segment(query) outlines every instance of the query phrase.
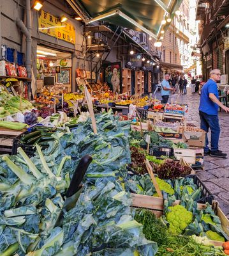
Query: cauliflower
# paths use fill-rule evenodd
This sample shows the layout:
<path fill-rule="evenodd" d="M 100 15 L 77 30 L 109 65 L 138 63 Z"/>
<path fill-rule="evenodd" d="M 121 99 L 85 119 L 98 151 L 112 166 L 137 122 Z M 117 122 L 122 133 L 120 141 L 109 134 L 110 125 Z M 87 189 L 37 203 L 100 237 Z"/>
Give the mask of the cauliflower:
<path fill-rule="evenodd" d="M 173 234 L 179 234 L 193 221 L 193 214 L 180 205 L 170 206 L 166 215 L 166 220 L 170 223 L 169 231 Z"/>
<path fill-rule="evenodd" d="M 181 186 L 180 189 L 181 189 L 181 193 L 183 191 L 184 188 L 187 188 L 187 191 L 188 191 L 188 195 L 191 195 L 193 193 L 193 188 L 191 186 L 189 186 L 189 185 L 184 186 Z"/>
<path fill-rule="evenodd" d="M 201 220 L 203 220 L 207 224 L 216 225 L 210 214 L 203 214 Z"/>
<path fill-rule="evenodd" d="M 222 236 L 219 236 L 216 232 L 209 230 L 206 232 L 206 235 L 208 239 L 211 240 L 219 241 L 220 242 L 225 242 L 225 239 Z"/>
<path fill-rule="evenodd" d="M 160 189 L 160 190 L 161 191 L 163 190 L 163 191 L 171 195 L 174 195 L 175 193 L 174 189 L 172 188 L 170 184 L 166 182 L 165 180 L 161 180 L 158 177 L 156 177 L 155 179 L 158 184 L 159 188 Z M 155 196 L 156 196 L 156 195 Z"/>

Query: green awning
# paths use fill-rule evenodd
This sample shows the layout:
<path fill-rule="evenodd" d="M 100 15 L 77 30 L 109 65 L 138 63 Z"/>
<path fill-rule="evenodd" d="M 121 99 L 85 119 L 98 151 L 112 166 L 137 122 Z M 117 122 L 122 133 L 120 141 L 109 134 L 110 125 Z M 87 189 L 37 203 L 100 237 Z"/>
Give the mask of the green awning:
<path fill-rule="evenodd" d="M 89 23 L 103 20 L 122 27 L 140 31 L 154 38 L 159 37 L 161 20 L 166 15 L 172 19 L 182 0 L 79 0 L 89 13 Z"/>

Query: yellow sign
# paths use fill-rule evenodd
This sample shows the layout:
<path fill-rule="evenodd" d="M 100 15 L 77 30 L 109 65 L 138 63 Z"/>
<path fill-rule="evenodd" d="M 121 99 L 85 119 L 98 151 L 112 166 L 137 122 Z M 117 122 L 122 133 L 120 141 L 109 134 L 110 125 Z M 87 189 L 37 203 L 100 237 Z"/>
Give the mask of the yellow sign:
<path fill-rule="evenodd" d="M 61 22 L 58 17 L 41 10 L 38 25 L 40 32 L 75 44 L 74 26 L 67 22 Z"/>

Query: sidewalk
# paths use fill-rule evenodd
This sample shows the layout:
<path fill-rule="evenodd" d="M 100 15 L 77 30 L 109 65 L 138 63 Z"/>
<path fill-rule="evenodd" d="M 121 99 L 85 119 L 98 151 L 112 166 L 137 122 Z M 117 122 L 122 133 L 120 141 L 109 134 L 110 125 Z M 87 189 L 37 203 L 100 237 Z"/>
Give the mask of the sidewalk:
<path fill-rule="evenodd" d="M 188 92 L 190 88 L 188 88 Z M 158 99 L 160 99 L 157 93 Z M 188 121 L 200 125 L 198 106 L 200 95 L 198 93 L 179 95 L 177 102 L 189 106 Z M 229 218 L 229 114 L 222 111 L 219 113 L 221 134 L 219 149 L 228 154 L 227 159 L 205 157 L 204 170 L 197 170 L 196 174 L 204 182 L 206 187 L 213 194 L 215 200 L 225 214 Z"/>

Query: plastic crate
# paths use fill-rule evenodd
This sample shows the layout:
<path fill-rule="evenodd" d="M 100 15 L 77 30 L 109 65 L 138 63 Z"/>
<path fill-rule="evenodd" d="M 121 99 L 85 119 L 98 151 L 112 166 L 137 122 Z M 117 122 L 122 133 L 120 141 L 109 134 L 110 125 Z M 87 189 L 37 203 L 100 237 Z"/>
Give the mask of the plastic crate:
<path fill-rule="evenodd" d="M 201 188 L 201 198 L 197 202 L 200 204 L 206 204 L 207 202 L 209 204 L 212 204 L 214 200 L 214 196 L 210 192 L 210 191 L 205 187 L 203 182 L 200 179 L 200 178 L 194 174 L 190 174 L 186 177 L 186 178 L 192 178 L 193 179 L 194 184 L 197 185 L 198 188 Z"/>
<path fill-rule="evenodd" d="M 29 157 L 34 156 L 36 147 L 34 145 L 23 144 L 20 141 L 20 138 L 24 134 L 29 133 L 27 131 L 13 139 L 11 155 L 17 154 L 17 148 L 21 147 Z"/>
<path fill-rule="evenodd" d="M 149 148 L 149 154 L 151 156 L 154 156 L 157 157 L 166 156 L 168 158 L 172 158 L 174 156 L 174 148 L 168 147 L 159 147 L 158 149 L 151 148 Z"/>

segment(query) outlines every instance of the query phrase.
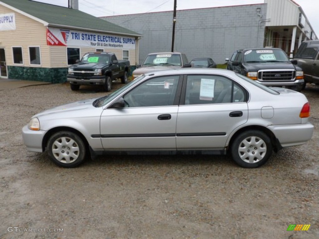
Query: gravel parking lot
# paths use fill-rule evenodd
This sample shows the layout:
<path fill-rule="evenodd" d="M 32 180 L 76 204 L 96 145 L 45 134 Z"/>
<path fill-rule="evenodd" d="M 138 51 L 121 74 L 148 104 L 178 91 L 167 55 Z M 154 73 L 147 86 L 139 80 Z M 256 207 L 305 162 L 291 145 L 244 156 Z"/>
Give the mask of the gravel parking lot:
<path fill-rule="evenodd" d="M 317 239 L 319 88 L 302 93 L 312 139 L 259 168 L 193 156 L 104 156 L 65 169 L 27 151 L 22 127 L 42 110 L 106 93 L 67 83 L 0 91 L 0 238 Z M 287 231 L 291 224 L 311 226 Z"/>

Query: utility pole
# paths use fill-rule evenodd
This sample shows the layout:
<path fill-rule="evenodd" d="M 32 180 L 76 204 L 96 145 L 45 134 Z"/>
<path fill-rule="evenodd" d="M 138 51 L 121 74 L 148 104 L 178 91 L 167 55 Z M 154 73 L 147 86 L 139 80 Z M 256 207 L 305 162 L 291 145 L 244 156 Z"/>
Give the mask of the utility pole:
<path fill-rule="evenodd" d="M 173 13 L 173 32 L 172 34 L 172 52 L 174 52 L 174 40 L 175 36 L 175 23 L 176 22 L 176 1 L 174 0 L 174 11 Z"/>

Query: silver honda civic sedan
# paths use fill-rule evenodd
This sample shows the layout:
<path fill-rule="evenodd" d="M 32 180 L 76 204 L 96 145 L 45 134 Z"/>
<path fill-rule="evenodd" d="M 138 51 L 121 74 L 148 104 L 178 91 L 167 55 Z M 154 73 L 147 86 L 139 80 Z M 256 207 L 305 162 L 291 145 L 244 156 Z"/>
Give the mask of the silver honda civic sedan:
<path fill-rule="evenodd" d="M 39 113 L 23 127 L 27 149 L 63 167 L 110 153 L 225 155 L 245 168 L 306 143 L 313 126 L 303 94 L 227 70 L 143 75 L 110 94 Z"/>

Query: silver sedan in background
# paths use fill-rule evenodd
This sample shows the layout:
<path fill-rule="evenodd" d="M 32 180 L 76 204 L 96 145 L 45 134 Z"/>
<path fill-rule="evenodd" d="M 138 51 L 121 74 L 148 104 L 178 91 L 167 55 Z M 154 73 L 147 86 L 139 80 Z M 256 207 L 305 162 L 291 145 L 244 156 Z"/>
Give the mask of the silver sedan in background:
<path fill-rule="evenodd" d="M 57 106 L 22 129 L 29 150 L 63 167 L 110 153 L 229 153 L 245 168 L 310 140 L 305 96 L 226 70 L 182 68 L 143 75 L 109 95 Z"/>

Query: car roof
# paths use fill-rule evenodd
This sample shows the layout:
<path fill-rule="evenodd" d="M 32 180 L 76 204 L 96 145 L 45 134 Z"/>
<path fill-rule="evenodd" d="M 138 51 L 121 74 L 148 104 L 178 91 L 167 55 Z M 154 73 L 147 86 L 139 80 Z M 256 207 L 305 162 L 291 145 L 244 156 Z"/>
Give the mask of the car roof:
<path fill-rule="evenodd" d="M 210 57 L 202 57 L 202 58 L 194 58 L 194 59 L 192 60 L 192 61 L 194 61 L 194 60 L 207 60 L 208 59 L 211 59 L 211 58 Z"/>
<path fill-rule="evenodd" d="M 155 55 L 155 54 L 182 54 L 180 52 L 155 52 L 153 53 L 150 53 L 148 55 Z"/>
<path fill-rule="evenodd" d="M 145 73 L 145 76 L 162 76 L 177 74 L 219 74 L 227 75 L 235 77 L 235 73 L 232 71 L 218 68 L 198 68 L 192 67 L 170 69 L 161 70 L 154 70 Z"/>

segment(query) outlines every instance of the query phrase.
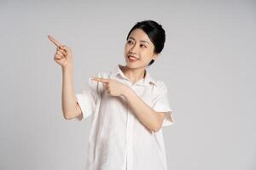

________

__Problem requirements__:
Find every line in the records that contains the word "sedan", matching case exactly, and copy each one.

__Task answer__:
Query: silver honda civic sedan
Give the mask of the silver honda civic sedan:
Query: silver sedan in background
Give the mask of the silver sedan in background:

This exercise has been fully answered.